What came out was a flood of reasons. 

“Honestly,” I began, a clear indicator that I am going to cross a social boundary since I’ve talked to him for all of two minutes at this point.

“I was asked in a writing class to write about a time that changed my life,” I said. 

This was only loosely true, but has become something I say now and again. I chose to write about this period for a class because it did change my life. Only later when I saw the prompt in a book on writing did I realize my piece answered that exact question. 

After I rambled on for a bit longer, I explained to Cunningham how Patty and I were estranged when she died, how she’d robbed my mother, and with another girl beaten a friend of mine senseless.

Cunningham was not so much trying to gather information that might help the case as summing me up I realized in retrospect.

The truth is (here I go again!) that my reasons often feel almost too complicated to explain. Maybe I haven’t listed them all out yet myself. I wanted to tell him that I wanted to know about the case so I can write about it, so I can use it to get some insight into the way the world works. I wanted to tell him that I’ve come to believe knowledge is not power, but a salve. It isn’t true of course; it does little to nothing to take away the pain. 

As much as I want to focus my writing on Patty Vance, on her case, on what might be of use to other people, my writing is a lot about me. It’s me asking “what the hell happened?” and “is the world really this cruel?” and various other pressing questions. I toy with the idea that maybe the overarching question is about forgiveness, about trying to understand what that means. I tell myself that I want to be forgiven for all the shitty things I’ve done to people over the years, hence I need to forgive others. I’ve even started telling myself that maybe she didn’t hurt my friend at all, but it was the other girl who inflicted all the violence. I have no way of knowing. Patty did nothing to stop it. If she didn’t partake in the violence, she likely operated as a cheerleader for it.

****

_Task item:_ Transcribe word for word the part of the essay about Patty Vance that opens with the words containing "What came out" and closes with "that exact question.".

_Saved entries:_
****

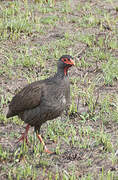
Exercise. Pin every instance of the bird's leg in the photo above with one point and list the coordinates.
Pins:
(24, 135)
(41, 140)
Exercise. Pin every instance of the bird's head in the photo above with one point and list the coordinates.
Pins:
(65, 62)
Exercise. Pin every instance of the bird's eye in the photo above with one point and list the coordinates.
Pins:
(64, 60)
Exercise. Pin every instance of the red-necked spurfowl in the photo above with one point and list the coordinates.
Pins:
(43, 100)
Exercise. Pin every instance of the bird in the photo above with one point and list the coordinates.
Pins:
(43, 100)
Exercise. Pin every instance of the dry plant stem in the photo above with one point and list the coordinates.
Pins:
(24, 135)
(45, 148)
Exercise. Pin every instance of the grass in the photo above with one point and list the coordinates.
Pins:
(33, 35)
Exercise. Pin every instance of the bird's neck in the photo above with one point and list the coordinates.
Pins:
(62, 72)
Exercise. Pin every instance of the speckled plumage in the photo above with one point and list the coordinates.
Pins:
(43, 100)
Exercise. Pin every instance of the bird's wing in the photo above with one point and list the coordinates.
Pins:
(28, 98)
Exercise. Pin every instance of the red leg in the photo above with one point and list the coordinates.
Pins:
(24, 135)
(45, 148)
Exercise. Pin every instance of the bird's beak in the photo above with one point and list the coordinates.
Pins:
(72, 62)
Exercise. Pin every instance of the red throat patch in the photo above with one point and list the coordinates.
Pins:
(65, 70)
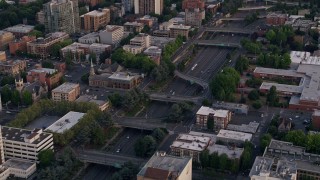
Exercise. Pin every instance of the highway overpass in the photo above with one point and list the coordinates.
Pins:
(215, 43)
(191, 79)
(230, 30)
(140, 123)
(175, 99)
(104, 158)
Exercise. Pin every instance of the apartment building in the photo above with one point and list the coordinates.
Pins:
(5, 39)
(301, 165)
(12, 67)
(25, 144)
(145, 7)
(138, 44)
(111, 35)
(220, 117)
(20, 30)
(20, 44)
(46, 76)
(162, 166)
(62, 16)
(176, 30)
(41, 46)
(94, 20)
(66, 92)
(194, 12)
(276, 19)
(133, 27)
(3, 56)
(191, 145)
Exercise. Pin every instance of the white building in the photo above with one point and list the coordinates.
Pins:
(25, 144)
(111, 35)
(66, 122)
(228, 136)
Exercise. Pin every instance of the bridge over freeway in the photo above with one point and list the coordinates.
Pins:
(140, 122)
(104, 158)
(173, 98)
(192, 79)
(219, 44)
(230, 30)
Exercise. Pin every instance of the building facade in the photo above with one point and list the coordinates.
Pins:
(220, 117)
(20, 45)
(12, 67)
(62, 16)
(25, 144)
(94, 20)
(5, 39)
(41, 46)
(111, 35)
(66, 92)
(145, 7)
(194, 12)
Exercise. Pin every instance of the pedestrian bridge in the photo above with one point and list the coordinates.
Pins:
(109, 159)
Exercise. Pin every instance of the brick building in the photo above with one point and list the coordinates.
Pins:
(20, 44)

****

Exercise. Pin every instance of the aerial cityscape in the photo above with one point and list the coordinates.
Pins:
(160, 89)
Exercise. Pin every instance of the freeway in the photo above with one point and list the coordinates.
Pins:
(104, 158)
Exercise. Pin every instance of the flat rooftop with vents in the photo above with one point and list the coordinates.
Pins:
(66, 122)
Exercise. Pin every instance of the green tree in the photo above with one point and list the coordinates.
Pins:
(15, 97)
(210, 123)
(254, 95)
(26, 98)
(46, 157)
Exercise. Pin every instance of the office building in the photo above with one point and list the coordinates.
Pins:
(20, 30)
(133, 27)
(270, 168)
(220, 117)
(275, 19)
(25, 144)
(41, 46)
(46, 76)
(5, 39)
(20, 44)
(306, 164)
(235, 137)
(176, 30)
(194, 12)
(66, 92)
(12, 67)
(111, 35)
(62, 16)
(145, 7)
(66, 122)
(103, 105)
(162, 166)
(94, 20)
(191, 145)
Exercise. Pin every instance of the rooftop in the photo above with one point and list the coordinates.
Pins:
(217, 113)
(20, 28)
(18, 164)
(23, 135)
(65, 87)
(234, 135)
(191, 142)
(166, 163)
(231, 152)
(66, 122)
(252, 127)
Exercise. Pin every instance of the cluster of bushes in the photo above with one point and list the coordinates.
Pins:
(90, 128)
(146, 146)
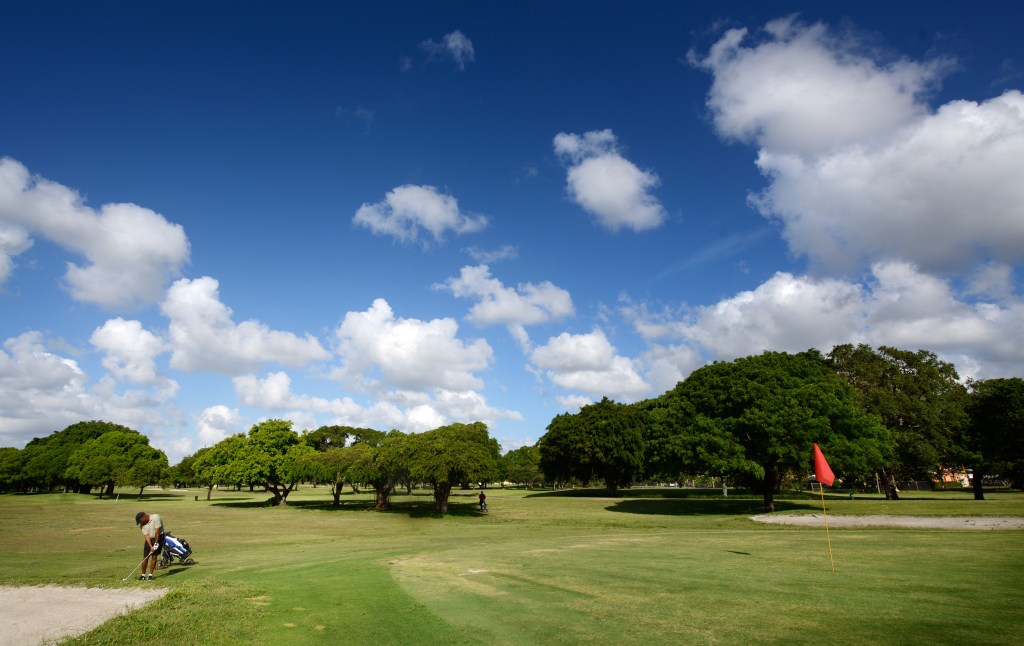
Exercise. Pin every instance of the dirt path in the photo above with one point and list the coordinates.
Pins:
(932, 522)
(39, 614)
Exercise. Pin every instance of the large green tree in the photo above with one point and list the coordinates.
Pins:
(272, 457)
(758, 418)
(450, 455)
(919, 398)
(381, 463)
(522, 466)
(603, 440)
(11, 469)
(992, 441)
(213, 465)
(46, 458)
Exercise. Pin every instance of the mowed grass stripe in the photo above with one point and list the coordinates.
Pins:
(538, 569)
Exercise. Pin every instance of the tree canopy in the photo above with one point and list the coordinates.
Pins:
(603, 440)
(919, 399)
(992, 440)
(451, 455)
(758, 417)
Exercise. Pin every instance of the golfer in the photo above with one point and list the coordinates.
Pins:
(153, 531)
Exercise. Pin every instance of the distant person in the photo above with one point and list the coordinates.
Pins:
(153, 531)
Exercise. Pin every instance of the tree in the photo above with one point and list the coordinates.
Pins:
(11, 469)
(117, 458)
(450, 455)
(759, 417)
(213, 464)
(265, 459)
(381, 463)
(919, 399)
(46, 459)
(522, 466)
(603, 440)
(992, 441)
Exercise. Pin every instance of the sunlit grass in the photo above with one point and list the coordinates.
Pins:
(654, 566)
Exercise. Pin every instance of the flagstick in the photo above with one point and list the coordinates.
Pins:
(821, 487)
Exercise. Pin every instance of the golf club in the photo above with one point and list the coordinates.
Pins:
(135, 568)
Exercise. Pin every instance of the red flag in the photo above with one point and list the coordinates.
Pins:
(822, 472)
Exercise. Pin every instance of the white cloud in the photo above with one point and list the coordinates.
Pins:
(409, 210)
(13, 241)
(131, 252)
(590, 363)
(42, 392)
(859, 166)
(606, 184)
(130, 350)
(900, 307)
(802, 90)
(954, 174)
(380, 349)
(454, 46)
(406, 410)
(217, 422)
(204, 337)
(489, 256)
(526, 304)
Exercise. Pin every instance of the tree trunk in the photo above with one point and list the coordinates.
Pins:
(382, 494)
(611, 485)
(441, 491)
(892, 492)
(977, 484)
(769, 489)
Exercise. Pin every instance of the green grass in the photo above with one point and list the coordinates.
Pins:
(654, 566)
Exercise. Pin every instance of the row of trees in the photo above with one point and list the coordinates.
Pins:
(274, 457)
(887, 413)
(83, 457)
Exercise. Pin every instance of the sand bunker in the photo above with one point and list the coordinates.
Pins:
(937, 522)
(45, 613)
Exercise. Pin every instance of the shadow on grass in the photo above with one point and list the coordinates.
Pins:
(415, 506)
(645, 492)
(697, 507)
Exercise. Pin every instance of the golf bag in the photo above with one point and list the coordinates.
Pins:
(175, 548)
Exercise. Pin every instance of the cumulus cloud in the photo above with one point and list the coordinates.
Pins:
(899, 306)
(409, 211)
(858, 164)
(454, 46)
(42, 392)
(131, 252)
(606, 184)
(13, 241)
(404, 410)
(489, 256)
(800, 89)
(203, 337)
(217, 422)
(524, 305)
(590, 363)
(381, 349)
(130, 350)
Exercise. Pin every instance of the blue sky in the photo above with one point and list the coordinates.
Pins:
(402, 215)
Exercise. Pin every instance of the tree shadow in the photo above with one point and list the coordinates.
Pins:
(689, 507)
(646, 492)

****

_Response to this task:_
What came out was a flood of reasons. 

“Honestly,” I began, a clear indicator that I am going to cross a social boundary since I’ve talked to him for all of two minutes at this point.

“I was asked in a writing class to write about a time that changed my life,” I said. 

This was only loosely true, but has become something I say now and again. I chose to write about this period for a class because it did change my life. Only later when I saw the prompt in a book on writing did I realize my piece answered that exact question.